PROBLEM 1: In the passage about the Bug peninsula, translate this sentence into Spanish: "The Bug is the largest spit on the island of Rügen, and is still growing."
PROBLEM 2: According to the passage about the Bug peninsula, how wide is the peninsula at its narrowest point?

TEXT BLOCK:
--- START ---

Bug (/de/) is the name both of the westernmost tongue of land (Landzunge) on the peninsula of Wittow on the German island of Rügen, as well as the name of the former village there. Bug begins south of the village of Dranske and belongs territorially to that municipality.

== Origin of the name ==
One theory suggests the name Bug goes back to a landowner, Baronet Antonius de Buge, first mentioned in 1284. Another suggests that the word Bug is derived from the German word Biegung = "bend". It is also possible that it may have come from a Slavic word bug = beech.

== Geography ==
The peninsula of Bug runs in a southwesterly direction from the village of Dranske for a distance of 8 km and has an area of 500 ha. It is only 55 metres wide at its narrowest point in the northeast; in the southwest its maximum width measures about 1,500 metres. To the west of the Bug is the Baltic Sea with the northern part of the island of Hiddensee. To the southwest is the lagoon of Vitter Bodden. A large inlet separates the peninsula from the main body of Rügen itself, comprising the lagoon of Wieker Bodden in the northeast, and the Buger Bodden and the channel of the Rassower Strom in the southeast.

Its southernmost point is the Buger Haken ("Hook of Bug"). Other spits on the bodden side, from north to south, are the Blevser Haken, Eckort, Fischer Haken and Neubessin (not to be confused with the nearby Neubessin on the island of Hiddensee).

== Geology ==
The Bug is the largest spit on the island of Rügen, and is still growing. The windwatts of Altbessin and Neubessin in front of the island of Hiddensee to the west are growing towards Bug. Only a regularly dredged shipping channel separates Bug from the island of Hiddensee.

== Flora and fauna ==
The southern part of the Bug belongs to the Western Pomerania Lagoon Area National Park. The Bug was a military out-of-bounds zone for many years. That enabled nature to develop relatively undisturbed.

The Bug has woods, dunes and species-rich wet areas. The woods are mostly laid out as a forest. As in the northeast of the neighbouring island of Hiddensee the formation of new land in the south of Bug provides a habitat for numerous invertebrates, like worms and mussels. This rich source of food draws rare native bird species as well as many migrating birds.

== History ==
- 1540 – Christoph von der Lancken establishes large fish traps for catching fish.
- 1615 – the Bug is totally flooded by a storm surge.
- 1658 – construction of a post station as an intermediate station on the Stralsund to Ystad route
- 1683 – the post line from Stralsund via Bug to Ystad is opened. The Swedish postal ship, Hiorten, plied this route from 1692 to 1702.

--- END ---

DATASET ENTRIES:

--- START ---

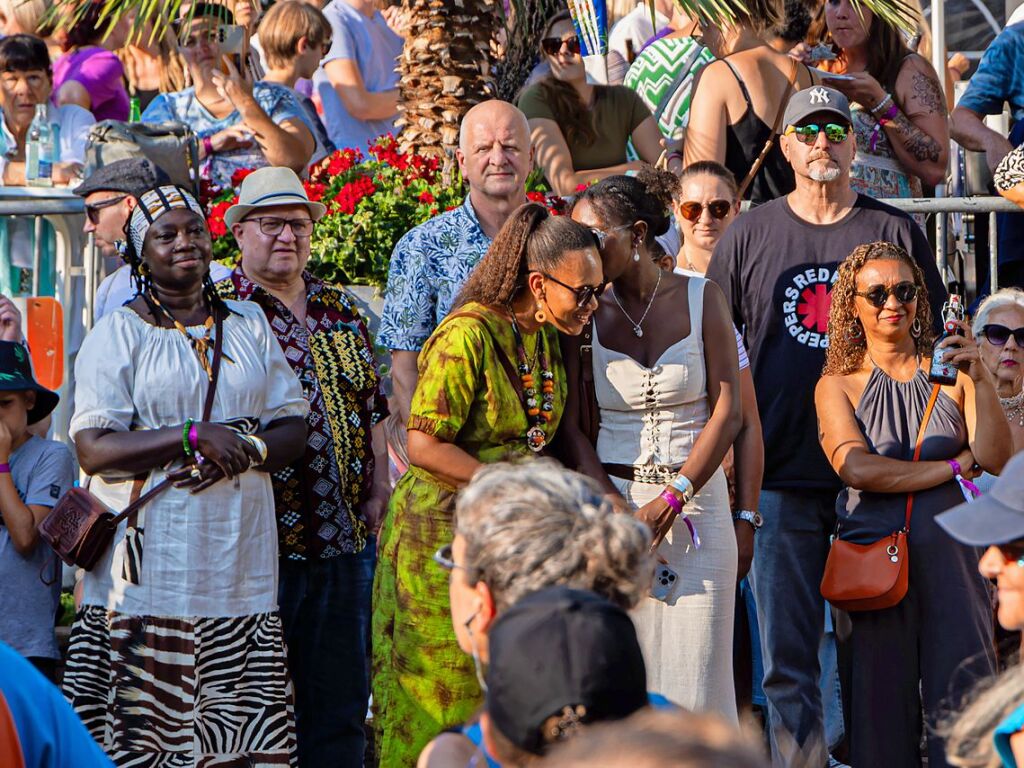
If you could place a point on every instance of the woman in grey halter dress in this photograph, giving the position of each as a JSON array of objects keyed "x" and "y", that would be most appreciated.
[{"x": 921, "y": 655}]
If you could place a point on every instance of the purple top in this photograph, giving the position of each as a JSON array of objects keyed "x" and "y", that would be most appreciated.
[{"x": 101, "y": 75}]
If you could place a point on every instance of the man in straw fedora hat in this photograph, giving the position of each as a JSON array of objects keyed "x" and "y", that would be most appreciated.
[{"x": 329, "y": 503}]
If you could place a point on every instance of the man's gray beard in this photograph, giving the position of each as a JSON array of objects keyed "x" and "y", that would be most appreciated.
[{"x": 826, "y": 175}]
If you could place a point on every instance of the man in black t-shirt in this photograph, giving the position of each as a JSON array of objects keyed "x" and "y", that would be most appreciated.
[{"x": 776, "y": 265}]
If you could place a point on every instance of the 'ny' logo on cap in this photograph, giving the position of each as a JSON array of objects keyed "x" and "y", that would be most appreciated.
[{"x": 819, "y": 96}]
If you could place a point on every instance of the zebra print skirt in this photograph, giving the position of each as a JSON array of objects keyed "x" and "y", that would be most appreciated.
[{"x": 173, "y": 692}]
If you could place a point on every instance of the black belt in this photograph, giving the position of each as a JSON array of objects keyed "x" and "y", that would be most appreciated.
[{"x": 650, "y": 473}]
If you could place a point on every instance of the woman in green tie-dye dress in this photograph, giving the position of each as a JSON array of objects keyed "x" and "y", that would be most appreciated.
[{"x": 469, "y": 409}]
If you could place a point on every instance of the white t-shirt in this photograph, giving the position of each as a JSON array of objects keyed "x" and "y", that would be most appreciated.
[{"x": 117, "y": 290}]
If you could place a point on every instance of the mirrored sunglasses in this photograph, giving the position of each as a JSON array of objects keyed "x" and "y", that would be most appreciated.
[
  {"x": 999, "y": 335},
  {"x": 691, "y": 210},
  {"x": 878, "y": 295},
  {"x": 551, "y": 45},
  {"x": 808, "y": 134}
]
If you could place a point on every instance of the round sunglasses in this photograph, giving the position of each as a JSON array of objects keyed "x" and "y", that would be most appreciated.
[
  {"x": 808, "y": 134},
  {"x": 998, "y": 335},
  {"x": 583, "y": 294},
  {"x": 878, "y": 295},
  {"x": 691, "y": 210},
  {"x": 551, "y": 45}
]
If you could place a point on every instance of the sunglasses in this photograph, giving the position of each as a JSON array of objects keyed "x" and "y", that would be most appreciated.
[
  {"x": 878, "y": 295},
  {"x": 92, "y": 209},
  {"x": 999, "y": 335},
  {"x": 551, "y": 45},
  {"x": 583, "y": 294},
  {"x": 808, "y": 134},
  {"x": 691, "y": 210}
]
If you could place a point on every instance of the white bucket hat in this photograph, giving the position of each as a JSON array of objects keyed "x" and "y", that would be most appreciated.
[{"x": 270, "y": 186}]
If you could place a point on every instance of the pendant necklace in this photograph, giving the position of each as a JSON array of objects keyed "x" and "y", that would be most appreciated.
[
  {"x": 539, "y": 412},
  {"x": 1014, "y": 408},
  {"x": 636, "y": 326}
]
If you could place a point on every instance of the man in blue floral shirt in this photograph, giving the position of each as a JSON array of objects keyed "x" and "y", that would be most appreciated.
[{"x": 431, "y": 262}]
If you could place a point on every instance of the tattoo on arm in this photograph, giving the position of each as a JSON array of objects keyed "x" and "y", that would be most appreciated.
[
  {"x": 920, "y": 144},
  {"x": 927, "y": 91}
]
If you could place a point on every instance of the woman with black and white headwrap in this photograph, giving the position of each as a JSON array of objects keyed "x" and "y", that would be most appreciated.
[{"x": 177, "y": 652}]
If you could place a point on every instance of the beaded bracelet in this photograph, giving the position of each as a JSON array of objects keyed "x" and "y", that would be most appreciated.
[{"x": 185, "y": 435}]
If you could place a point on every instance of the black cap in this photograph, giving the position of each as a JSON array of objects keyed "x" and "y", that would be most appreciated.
[
  {"x": 562, "y": 648},
  {"x": 132, "y": 176},
  {"x": 15, "y": 376},
  {"x": 996, "y": 517}
]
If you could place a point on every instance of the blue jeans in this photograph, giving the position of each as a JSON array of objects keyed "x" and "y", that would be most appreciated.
[
  {"x": 325, "y": 608},
  {"x": 788, "y": 560}
]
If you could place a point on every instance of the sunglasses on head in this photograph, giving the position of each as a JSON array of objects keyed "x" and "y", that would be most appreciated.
[
  {"x": 999, "y": 335},
  {"x": 878, "y": 295},
  {"x": 691, "y": 210},
  {"x": 583, "y": 294},
  {"x": 808, "y": 134},
  {"x": 551, "y": 45},
  {"x": 92, "y": 209}
]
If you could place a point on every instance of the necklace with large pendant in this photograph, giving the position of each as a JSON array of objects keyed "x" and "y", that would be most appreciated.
[
  {"x": 637, "y": 324},
  {"x": 1014, "y": 408},
  {"x": 540, "y": 411}
]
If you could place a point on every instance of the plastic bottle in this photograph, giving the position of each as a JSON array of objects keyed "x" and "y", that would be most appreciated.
[
  {"x": 39, "y": 151},
  {"x": 940, "y": 372}
]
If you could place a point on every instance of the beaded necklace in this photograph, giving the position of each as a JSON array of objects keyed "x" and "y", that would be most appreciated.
[
  {"x": 200, "y": 344},
  {"x": 539, "y": 413}
]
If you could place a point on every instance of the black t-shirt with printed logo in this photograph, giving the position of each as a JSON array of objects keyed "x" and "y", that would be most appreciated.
[{"x": 777, "y": 271}]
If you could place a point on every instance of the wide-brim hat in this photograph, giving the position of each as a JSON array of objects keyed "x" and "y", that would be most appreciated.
[
  {"x": 267, "y": 187},
  {"x": 996, "y": 517},
  {"x": 15, "y": 376},
  {"x": 815, "y": 100}
]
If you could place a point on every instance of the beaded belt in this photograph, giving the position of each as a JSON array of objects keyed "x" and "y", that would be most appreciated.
[{"x": 650, "y": 473}]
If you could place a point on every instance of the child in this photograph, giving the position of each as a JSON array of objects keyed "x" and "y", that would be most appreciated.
[{"x": 34, "y": 474}]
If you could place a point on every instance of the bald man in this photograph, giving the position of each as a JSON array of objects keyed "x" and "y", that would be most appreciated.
[{"x": 431, "y": 262}]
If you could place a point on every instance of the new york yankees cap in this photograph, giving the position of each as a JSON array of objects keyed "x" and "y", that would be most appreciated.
[{"x": 815, "y": 100}]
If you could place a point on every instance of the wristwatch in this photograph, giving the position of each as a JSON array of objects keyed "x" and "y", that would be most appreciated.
[{"x": 749, "y": 515}]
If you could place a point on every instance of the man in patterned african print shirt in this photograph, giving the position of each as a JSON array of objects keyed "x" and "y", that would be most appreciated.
[{"x": 330, "y": 502}]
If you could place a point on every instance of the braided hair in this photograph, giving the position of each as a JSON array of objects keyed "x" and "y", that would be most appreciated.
[{"x": 142, "y": 280}]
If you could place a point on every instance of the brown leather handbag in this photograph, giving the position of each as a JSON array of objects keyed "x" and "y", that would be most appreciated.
[
  {"x": 81, "y": 527},
  {"x": 872, "y": 577}
]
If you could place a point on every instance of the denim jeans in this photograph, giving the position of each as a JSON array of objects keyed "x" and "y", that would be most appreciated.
[
  {"x": 325, "y": 608},
  {"x": 790, "y": 558}
]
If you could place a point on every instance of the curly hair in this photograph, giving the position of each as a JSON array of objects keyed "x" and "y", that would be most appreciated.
[
  {"x": 531, "y": 240},
  {"x": 847, "y": 349},
  {"x": 646, "y": 197}
]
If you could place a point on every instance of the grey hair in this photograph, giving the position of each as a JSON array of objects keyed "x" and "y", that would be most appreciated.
[
  {"x": 969, "y": 734},
  {"x": 537, "y": 524},
  {"x": 1005, "y": 297}
]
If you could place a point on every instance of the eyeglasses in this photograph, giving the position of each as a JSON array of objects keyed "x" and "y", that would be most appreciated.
[
  {"x": 999, "y": 335},
  {"x": 92, "y": 209},
  {"x": 443, "y": 557},
  {"x": 878, "y": 295},
  {"x": 551, "y": 45},
  {"x": 691, "y": 210},
  {"x": 808, "y": 134},
  {"x": 272, "y": 226},
  {"x": 603, "y": 235},
  {"x": 583, "y": 294}
]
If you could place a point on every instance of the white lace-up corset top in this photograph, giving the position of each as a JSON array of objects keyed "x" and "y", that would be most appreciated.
[{"x": 653, "y": 415}]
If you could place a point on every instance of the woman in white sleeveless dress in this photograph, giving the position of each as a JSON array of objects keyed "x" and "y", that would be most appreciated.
[{"x": 666, "y": 374}]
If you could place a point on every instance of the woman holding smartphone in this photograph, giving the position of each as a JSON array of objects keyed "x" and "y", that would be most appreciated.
[{"x": 240, "y": 124}]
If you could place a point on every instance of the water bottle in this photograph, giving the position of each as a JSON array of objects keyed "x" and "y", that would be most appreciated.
[
  {"x": 940, "y": 372},
  {"x": 39, "y": 151}
]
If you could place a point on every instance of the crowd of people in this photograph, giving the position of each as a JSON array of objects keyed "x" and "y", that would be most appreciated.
[{"x": 631, "y": 487}]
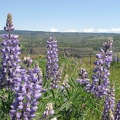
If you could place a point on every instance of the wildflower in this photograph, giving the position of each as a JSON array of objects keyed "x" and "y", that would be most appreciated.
[
  {"x": 109, "y": 105},
  {"x": 27, "y": 92},
  {"x": 84, "y": 79},
  {"x": 100, "y": 80},
  {"x": 117, "y": 111},
  {"x": 10, "y": 54},
  {"x": 48, "y": 111},
  {"x": 52, "y": 63}
]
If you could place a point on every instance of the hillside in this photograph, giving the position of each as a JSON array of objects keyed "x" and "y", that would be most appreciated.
[{"x": 73, "y": 43}]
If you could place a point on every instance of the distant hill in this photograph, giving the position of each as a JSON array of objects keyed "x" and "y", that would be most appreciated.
[{"x": 78, "y": 42}]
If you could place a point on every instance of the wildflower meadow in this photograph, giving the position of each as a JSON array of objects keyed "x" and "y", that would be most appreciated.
[{"x": 55, "y": 87}]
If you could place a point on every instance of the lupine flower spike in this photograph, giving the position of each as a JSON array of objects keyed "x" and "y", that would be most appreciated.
[
  {"x": 10, "y": 54},
  {"x": 100, "y": 80},
  {"x": 117, "y": 111},
  {"x": 27, "y": 92},
  {"x": 52, "y": 63},
  {"x": 48, "y": 111},
  {"x": 84, "y": 79},
  {"x": 109, "y": 105}
]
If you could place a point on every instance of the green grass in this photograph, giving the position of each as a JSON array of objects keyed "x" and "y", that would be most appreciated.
[{"x": 79, "y": 104}]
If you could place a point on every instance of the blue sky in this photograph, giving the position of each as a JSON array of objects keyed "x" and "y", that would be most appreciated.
[{"x": 62, "y": 15}]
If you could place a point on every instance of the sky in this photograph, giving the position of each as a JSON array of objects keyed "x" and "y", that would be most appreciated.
[{"x": 62, "y": 15}]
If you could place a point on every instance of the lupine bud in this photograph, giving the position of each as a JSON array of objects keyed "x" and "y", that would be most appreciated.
[
  {"x": 109, "y": 105},
  {"x": 28, "y": 90},
  {"x": 10, "y": 55},
  {"x": 100, "y": 80},
  {"x": 84, "y": 79},
  {"x": 117, "y": 111},
  {"x": 52, "y": 63},
  {"x": 48, "y": 111},
  {"x": 65, "y": 83}
]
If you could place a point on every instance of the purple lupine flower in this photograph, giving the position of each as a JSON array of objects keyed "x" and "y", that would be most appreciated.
[
  {"x": 115, "y": 58},
  {"x": 117, "y": 111},
  {"x": 109, "y": 105},
  {"x": 52, "y": 63},
  {"x": 10, "y": 54},
  {"x": 100, "y": 80},
  {"x": 27, "y": 92},
  {"x": 48, "y": 111},
  {"x": 84, "y": 79},
  {"x": 65, "y": 83},
  {"x": 27, "y": 61}
]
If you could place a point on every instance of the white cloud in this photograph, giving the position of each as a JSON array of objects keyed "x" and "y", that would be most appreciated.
[
  {"x": 89, "y": 30},
  {"x": 53, "y": 30},
  {"x": 70, "y": 30},
  {"x": 103, "y": 30},
  {"x": 115, "y": 29}
]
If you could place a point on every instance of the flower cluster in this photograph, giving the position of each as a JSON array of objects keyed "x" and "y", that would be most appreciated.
[
  {"x": 9, "y": 24},
  {"x": 84, "y": 81},
  {"x": 28, "y": 90},
  {"x": 100, "y": 80},
  {"x": 10, "y": 54},
  {"x": 48, "y": 111},
  {"x": 52, "y": 62},
  {"x": 65, "y": 83},
  {"x": 117, "y": 112},
  {"x": 109, "y": 106}
]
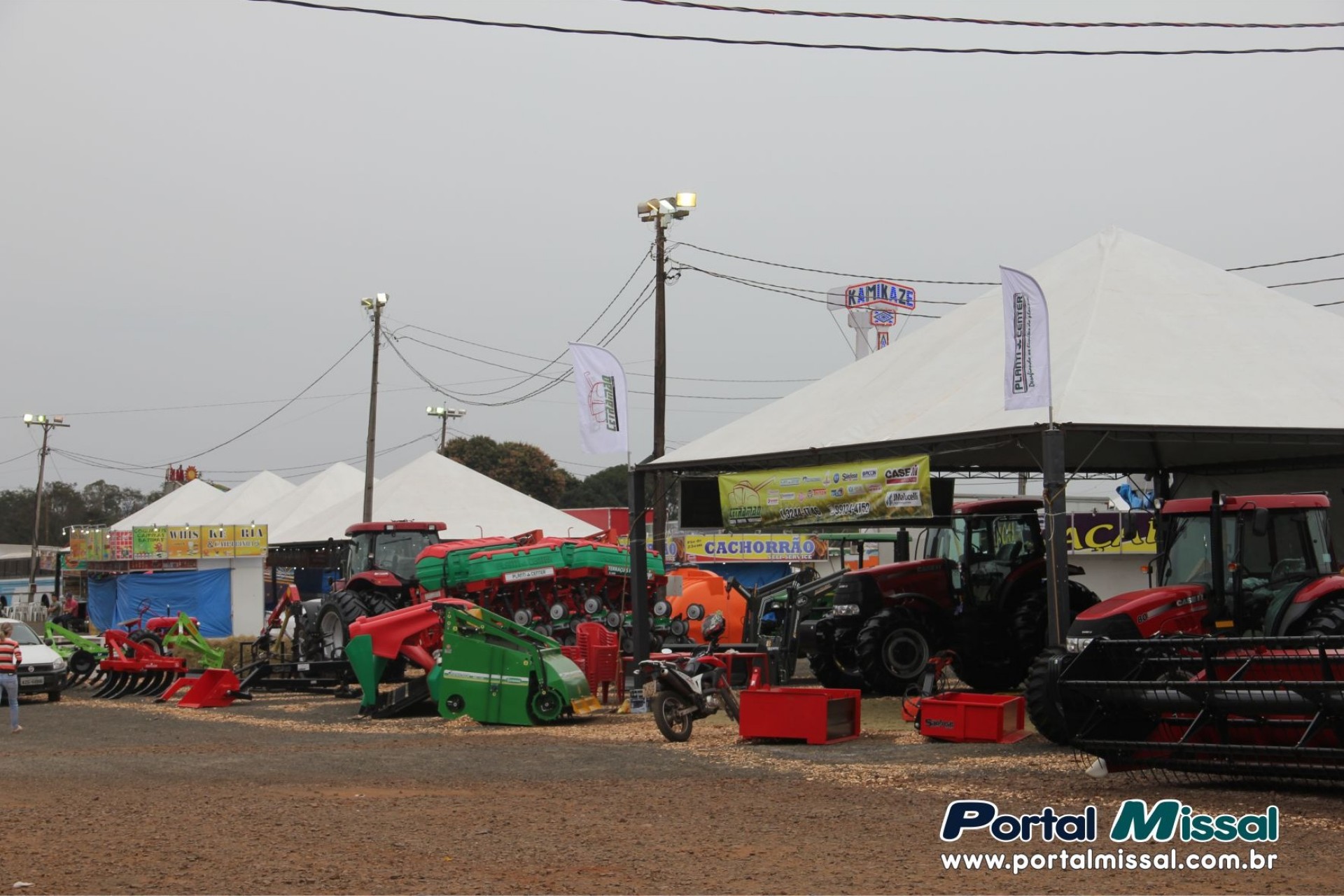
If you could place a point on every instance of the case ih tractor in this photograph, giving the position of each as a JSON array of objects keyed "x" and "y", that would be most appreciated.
[
  {"x": 1228, "y": 664},
  {"x": 979, "y": 592}
]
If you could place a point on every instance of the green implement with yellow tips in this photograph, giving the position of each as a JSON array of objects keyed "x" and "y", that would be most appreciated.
[{"x": 476, "y": 664}]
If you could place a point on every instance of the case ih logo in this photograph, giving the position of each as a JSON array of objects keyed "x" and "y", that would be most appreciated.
[{"x": 902, "y": 475}]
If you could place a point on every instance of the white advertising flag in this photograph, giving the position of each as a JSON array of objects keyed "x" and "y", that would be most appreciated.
[
  {"x": 604, "y": 426},
  {"x": 1026, "y": 343}
]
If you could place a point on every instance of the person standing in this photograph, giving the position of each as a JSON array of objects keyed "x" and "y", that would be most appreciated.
[{"x": 10, "y": 660}]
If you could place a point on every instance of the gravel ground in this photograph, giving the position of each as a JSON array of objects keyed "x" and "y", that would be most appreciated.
[{"x": 293, "y": 794}]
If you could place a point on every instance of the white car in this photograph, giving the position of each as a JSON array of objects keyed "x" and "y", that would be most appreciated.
[{"x": 42, "y": 669}]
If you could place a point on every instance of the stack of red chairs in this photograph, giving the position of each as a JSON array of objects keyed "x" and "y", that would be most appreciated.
[{"x": 600, "y": 652}]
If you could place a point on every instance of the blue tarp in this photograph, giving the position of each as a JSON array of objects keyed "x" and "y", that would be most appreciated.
[{"x": 203, "y": 594}]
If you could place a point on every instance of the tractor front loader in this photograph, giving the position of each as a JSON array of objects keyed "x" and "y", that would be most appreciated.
[{"x": 1230, "y": 664}]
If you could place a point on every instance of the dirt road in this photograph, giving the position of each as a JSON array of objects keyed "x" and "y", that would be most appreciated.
[{"x": 295, "y": 796}]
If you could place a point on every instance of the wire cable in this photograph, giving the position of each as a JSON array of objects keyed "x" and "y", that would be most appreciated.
[
  {"x": 905, "y": 16},
  {"x": 790, "y": 45}
]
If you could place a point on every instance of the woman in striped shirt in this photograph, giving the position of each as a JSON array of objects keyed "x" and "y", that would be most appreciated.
[{"x": 10, "y": 660}]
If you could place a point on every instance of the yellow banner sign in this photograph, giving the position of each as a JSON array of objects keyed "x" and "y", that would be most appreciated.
[{"x": 885, "y": 489}]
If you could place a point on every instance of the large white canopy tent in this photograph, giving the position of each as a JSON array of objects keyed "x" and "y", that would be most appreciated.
[
  {"x": 1161, "y": 365},
  {"x": 435, "y": 488},
  {"x": 1160, "y": 362}
]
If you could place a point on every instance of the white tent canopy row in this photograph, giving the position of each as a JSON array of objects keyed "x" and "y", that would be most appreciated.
[
  {"x": 1160, "y": 362},
  {"x": 430, "y": 488}
]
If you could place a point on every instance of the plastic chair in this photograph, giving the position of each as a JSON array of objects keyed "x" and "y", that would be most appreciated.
[{"x": 601, "y": 649}]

--- END ---

TASK RESPONSE 1: El Bug es la mayor flecha litoral de la isla de Rügen y sigue creciendo.

TASK RESPONSE 2: It is only 55 meters wide there, in the northeast.